The request: Set down the items below word for word, everything from the start of the items down to the line that contains "[(177, 177)]", including that line. Leave the pictures out of your answer.

-- BEGIN Available records --

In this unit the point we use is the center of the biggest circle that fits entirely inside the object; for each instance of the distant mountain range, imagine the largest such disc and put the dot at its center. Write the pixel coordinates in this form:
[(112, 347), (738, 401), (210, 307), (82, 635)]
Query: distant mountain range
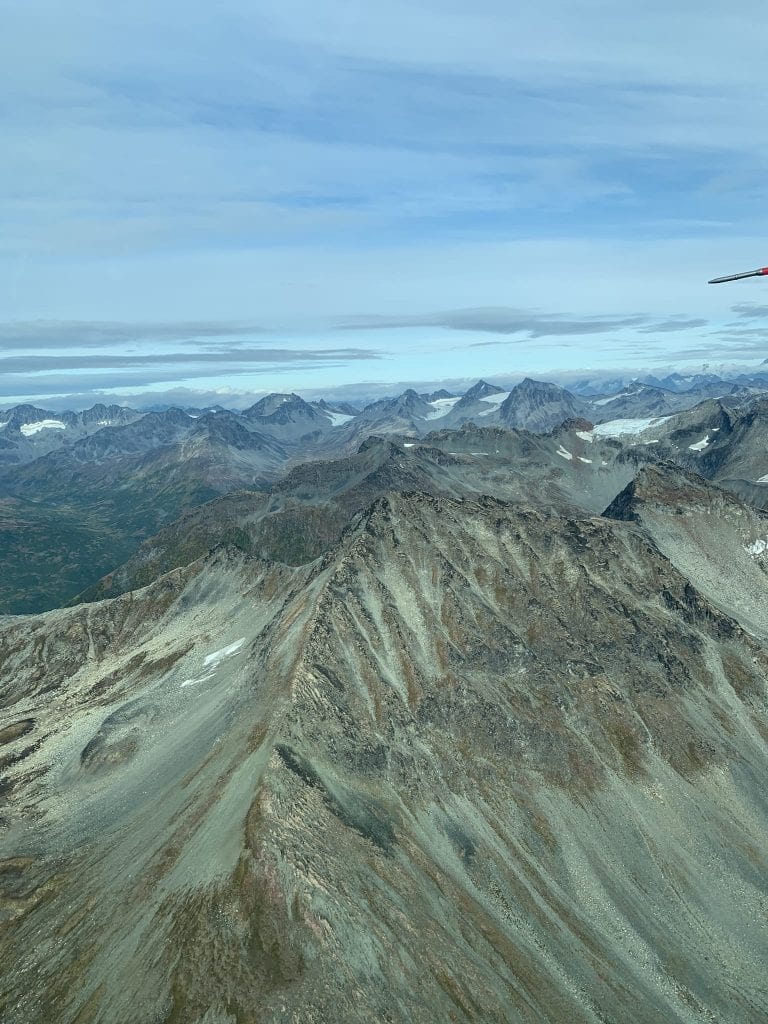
[(386, 747), (80, 492)]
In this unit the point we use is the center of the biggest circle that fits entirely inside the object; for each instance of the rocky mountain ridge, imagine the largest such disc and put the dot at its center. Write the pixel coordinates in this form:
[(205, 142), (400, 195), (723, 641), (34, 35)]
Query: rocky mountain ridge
[(479, 762)]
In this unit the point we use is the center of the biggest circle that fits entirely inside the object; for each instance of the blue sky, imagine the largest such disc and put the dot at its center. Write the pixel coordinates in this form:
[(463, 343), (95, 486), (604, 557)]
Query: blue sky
[(250, 197)]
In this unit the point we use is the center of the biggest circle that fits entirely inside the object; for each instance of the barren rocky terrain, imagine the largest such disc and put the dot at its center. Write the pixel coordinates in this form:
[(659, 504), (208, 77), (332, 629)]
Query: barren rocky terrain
[(476, 762)]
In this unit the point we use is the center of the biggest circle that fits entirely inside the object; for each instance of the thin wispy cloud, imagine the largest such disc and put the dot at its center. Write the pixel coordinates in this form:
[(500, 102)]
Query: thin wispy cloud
[(177, 177)]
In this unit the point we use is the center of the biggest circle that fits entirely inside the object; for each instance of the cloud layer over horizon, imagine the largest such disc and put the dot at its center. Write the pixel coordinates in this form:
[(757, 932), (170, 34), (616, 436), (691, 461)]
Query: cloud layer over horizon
[(330, 192)]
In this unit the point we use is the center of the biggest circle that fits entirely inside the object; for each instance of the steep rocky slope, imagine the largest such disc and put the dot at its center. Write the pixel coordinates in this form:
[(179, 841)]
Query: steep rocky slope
[(477, 763), (305, 513)]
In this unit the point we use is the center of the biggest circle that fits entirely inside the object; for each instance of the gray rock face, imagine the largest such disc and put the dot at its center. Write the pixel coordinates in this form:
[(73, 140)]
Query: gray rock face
[(476, 763)]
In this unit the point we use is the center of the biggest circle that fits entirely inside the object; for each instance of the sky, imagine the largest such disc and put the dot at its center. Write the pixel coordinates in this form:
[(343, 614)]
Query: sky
[(202, 201)]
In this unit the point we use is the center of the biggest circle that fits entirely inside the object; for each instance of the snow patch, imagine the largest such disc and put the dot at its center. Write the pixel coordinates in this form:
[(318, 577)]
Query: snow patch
[(614, 428), (200, 679), (214, 659), (441, 407), (495, 401), (338, 418), (699, 445), (28, 429)]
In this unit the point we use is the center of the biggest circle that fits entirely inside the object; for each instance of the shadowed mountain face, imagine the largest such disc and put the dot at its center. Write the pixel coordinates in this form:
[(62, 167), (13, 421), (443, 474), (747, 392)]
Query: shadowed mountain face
[(305, 513), (478, 763)]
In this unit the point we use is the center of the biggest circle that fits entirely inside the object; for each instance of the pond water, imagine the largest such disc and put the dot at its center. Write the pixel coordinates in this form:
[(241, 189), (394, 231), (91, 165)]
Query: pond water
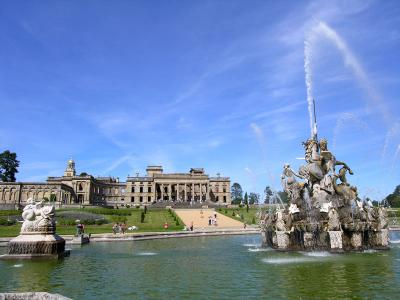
[(228, 267)]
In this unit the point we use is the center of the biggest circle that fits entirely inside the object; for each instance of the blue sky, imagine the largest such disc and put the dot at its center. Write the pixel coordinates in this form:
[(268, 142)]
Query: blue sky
[(118, 85)]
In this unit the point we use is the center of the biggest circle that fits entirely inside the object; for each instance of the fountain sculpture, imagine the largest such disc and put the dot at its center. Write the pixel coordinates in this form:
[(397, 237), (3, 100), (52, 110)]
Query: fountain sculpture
[(38, 238), (323, 214)]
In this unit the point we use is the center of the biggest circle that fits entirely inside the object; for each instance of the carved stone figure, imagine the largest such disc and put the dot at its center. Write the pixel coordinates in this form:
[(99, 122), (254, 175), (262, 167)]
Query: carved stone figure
[(37, 238), (322, 212), (38, 218)]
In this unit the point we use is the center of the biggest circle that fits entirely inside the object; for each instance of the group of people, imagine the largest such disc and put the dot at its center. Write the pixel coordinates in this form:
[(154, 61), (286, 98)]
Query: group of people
[(119, 228), (212, 220)]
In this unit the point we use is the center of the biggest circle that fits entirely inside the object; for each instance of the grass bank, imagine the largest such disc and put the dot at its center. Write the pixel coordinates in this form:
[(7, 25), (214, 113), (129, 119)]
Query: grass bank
[(241, 214), (154, 220)]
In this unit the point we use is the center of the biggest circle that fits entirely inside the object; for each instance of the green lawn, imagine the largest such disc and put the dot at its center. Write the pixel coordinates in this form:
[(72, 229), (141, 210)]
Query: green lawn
[(154, 221), (241, 214)]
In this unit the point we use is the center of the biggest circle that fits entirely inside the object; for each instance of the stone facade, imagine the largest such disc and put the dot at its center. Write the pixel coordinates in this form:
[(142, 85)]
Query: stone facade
[(156, 186)]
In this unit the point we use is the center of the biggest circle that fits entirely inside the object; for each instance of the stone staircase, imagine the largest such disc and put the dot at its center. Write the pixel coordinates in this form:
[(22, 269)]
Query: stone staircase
[(199, 217)]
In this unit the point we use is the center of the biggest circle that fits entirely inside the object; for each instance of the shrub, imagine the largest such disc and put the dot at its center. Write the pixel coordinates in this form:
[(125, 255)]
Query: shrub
[(87, 218)]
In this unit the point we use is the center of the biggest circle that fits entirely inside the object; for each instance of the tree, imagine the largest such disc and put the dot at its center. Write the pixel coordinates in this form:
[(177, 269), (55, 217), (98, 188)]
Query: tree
[(268, 194), (8, 166), (397, 191), (254, 198), (393, 199), (236, 193), (246, 201), (284, 197)]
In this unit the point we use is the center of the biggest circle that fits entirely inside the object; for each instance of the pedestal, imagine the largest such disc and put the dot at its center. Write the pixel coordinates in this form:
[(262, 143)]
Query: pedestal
[(282, 239), (335, 239)]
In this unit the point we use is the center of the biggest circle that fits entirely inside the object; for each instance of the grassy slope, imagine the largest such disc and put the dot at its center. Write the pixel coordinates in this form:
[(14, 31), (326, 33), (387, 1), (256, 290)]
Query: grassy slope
[(247, 216), (154, 221)]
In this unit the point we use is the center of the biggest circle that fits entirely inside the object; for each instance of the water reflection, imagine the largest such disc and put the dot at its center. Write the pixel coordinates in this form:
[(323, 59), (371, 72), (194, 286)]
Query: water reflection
[(207, 267)]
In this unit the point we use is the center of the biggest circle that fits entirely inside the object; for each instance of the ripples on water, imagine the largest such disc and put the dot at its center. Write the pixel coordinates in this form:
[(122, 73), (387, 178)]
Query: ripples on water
[(146, 253), (232, 267)]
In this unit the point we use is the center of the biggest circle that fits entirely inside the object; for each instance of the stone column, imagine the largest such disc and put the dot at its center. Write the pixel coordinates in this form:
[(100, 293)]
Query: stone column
[(201, 200), (185, 192)]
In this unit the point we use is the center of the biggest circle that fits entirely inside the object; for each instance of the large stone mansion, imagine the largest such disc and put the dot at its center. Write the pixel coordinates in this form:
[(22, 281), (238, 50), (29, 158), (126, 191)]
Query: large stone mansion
[(155, 187)]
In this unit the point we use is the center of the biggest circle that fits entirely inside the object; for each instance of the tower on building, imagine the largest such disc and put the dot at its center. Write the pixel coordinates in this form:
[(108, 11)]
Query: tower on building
[(70, 170)]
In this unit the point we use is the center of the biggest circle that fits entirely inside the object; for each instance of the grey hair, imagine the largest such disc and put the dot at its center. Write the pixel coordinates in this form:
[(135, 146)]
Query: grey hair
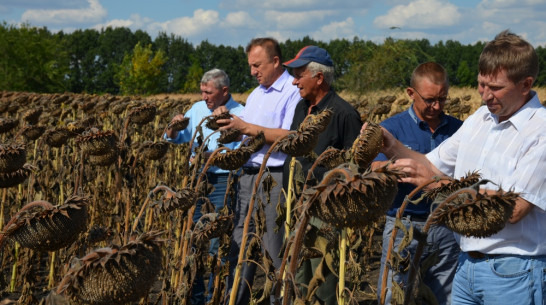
[(327, 71), (218, 77)]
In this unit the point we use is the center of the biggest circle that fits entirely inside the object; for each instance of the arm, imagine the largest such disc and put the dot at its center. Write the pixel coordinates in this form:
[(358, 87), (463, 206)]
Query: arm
[(171, 133), (271, 134)]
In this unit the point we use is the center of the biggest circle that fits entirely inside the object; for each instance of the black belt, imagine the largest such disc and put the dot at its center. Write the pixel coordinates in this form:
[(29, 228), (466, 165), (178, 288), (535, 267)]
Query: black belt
[(479, 255), (254, 170)]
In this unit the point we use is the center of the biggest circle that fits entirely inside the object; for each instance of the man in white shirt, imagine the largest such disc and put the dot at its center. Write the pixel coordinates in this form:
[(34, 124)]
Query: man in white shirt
[(505, 141)]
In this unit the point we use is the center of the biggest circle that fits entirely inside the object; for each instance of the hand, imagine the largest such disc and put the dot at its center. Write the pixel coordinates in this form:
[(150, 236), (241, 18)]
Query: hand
[(220, 110), (234, 122), (415, 172)]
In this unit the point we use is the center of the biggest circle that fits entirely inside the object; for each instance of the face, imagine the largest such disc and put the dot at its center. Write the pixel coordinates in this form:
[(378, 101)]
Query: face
[(435, 94), (213, 96), (262, 67), (308, 84), (502, 96)]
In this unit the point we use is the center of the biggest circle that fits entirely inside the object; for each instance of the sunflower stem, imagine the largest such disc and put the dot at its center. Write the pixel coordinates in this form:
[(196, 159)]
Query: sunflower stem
[(399, 214), (14, 269), (342, 258), (51, 276), (238, 268)]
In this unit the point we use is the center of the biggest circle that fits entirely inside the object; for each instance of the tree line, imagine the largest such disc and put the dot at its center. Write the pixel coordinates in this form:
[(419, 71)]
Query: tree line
[(120, 61)]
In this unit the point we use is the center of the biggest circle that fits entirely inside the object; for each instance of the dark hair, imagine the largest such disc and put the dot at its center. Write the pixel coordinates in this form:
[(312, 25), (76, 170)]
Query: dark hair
[(432, 71), (512, 53), (270, 45)]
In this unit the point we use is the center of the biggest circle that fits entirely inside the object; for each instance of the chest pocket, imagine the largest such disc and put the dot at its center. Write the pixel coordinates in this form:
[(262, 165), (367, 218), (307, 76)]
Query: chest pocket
[(413, 146)]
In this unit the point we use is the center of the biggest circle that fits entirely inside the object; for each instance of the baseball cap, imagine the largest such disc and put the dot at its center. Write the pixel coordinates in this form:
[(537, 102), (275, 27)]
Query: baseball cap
[(309, 54)]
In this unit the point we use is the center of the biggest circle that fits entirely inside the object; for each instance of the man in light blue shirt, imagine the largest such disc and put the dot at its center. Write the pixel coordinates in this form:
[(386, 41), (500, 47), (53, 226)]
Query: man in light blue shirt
[(215, 93), (269, 108)]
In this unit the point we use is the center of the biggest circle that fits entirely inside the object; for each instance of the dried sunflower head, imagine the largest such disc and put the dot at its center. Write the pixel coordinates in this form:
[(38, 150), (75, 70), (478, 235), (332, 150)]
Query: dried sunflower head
[(446, 189), (179, 124), (332, 158), (154, 150), (15, 178), (33, 132), (353, 200), (479, 216), (95, 142), (229, 135), (172, 200), (319, 121), (143, 114), (367, 145), (212, 122), (257, 142), (12, 157), (115, 275), (212, 225), (52, 228), (306, 136), (32, 116), (7, 124), (299, 143), (105, 159), (58, 136)]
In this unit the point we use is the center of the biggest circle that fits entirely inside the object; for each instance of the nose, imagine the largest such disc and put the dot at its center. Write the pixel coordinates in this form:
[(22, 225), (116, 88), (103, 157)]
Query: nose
[(487, 94)]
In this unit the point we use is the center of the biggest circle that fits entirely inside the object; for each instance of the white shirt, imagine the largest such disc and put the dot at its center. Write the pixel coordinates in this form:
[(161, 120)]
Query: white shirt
[(271, 107), (512, 154)]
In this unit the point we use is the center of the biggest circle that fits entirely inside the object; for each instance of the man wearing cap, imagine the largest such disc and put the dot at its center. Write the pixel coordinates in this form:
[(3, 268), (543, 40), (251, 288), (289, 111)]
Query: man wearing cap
[(313, 71), (269, 109)]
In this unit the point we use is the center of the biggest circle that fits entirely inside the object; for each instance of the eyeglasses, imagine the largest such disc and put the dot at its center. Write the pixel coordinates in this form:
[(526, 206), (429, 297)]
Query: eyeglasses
[(431, 101)]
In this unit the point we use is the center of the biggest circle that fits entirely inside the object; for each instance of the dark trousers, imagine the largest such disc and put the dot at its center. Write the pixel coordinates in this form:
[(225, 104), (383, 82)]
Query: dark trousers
[(272, 240)]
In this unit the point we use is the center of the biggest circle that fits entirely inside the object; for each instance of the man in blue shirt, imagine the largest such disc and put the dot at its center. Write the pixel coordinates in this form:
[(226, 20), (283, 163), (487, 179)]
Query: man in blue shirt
[(422, 127), (215, 93)]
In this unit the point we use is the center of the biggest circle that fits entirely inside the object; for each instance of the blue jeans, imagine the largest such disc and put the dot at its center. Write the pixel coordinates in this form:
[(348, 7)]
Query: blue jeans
[(219, 181), (500, 280), (439, 277)]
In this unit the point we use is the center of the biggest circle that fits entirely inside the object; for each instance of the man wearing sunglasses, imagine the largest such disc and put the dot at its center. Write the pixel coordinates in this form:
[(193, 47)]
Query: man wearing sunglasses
[(421, 128)]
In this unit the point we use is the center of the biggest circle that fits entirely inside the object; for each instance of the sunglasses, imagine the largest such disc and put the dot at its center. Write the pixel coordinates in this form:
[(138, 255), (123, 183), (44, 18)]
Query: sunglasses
[(431, 101)]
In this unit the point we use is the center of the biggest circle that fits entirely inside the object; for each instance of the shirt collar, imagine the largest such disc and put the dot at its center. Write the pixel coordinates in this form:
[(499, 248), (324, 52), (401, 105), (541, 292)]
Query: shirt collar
[(322, 104), (420, 122), (279, 84)]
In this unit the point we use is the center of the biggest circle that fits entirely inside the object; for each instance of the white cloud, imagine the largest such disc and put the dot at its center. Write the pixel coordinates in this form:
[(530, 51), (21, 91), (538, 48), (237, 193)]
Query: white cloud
[(201, 21), (92, 14), (420, 14), (335, 30), (291, 5), (239, 19), (294, 20)]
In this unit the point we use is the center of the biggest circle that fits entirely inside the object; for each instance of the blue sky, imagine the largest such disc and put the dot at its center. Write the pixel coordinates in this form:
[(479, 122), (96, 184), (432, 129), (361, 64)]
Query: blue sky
[(235, 22)]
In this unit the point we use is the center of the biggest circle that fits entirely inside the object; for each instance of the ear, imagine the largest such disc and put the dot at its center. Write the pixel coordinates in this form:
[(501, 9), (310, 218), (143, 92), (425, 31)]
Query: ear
[(527, 84), (320, 78), (276, 61), (410, 92)]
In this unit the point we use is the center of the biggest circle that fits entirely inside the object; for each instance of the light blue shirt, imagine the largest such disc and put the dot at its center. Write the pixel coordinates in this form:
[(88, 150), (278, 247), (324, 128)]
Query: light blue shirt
[(271, 107), (512, 154), (196, 113)]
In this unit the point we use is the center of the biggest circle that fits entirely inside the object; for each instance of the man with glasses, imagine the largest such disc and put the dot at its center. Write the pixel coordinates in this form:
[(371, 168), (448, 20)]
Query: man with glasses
[(313, 71), (421, 128)]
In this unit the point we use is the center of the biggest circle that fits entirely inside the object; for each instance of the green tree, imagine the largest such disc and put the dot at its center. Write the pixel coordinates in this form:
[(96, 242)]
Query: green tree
[(140, 73), (465, 77), (193, 79), (178, 53), (31, 59)]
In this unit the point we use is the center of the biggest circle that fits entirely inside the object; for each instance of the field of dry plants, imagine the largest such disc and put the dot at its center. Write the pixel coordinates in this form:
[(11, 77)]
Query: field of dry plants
[(96, 208)]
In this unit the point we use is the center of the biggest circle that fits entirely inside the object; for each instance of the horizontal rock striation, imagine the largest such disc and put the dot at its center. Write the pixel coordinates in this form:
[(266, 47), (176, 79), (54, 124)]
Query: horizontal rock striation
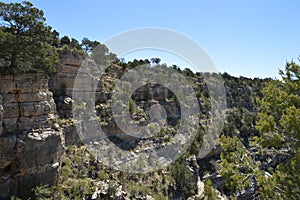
[(30, 149)]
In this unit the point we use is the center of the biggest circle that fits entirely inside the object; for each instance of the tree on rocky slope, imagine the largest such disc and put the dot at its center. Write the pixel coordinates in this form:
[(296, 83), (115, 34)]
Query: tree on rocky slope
[(25, 39), (270, 163)]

-- END Available records --

Solution to this problem:
In this unit the point we use is the center of the biggest circle that fits entirely inside the object; for each instance of the distant mountain range, imagine the largest such disc and put the dot at its center. Write the pixel coordinates in this form:
[(112, 347), (738, 401), (210, 307), (82, 635)]
Query: distant mountain range
[(386, 747), (80, 492)]
In this unit the point we use is the center of the biggest circle that fits entirely inside the object; for each instance of the rocky mountain ridge, imagine the largest such disc and put the dot at its center. Write the pixel coordinates in this form:
[(205, 142), (400, 195), (723, 641), (34, 35)]
Query: rocky mountain ridge
[(479, 762)]
In this unit the point we use is the center of the biggest circle that fits entirely inside the object; for each instance of the blue sky, imagine the largest such disc and put the dot at its center. Write the pixel coordinates in this form:
[(463, 343), (95, 486), (604, 557)]
Query: blue sky
[(250, 197)]
In this unit the point we use is the center of the biggest circle that fits entirely inside the object; for each instance of the barren rocky terrain, imagine the largest such disc and put the dot at its center. Write the pixel coordinates in this form:
[(659, 504), (208, 77), (332, 629)]
Query: barren rocky terrain
[(476, 762)]
In this unit the point we use is the center of the biggest circle that fits entirely inside the object; for each instance of the thin wispy cloud, imagine the largest such disc and put the dot at its center. Write the pixel coordinates in this form:
[(500, 102)]
Query: thin wispy cloud
[(177, 177)]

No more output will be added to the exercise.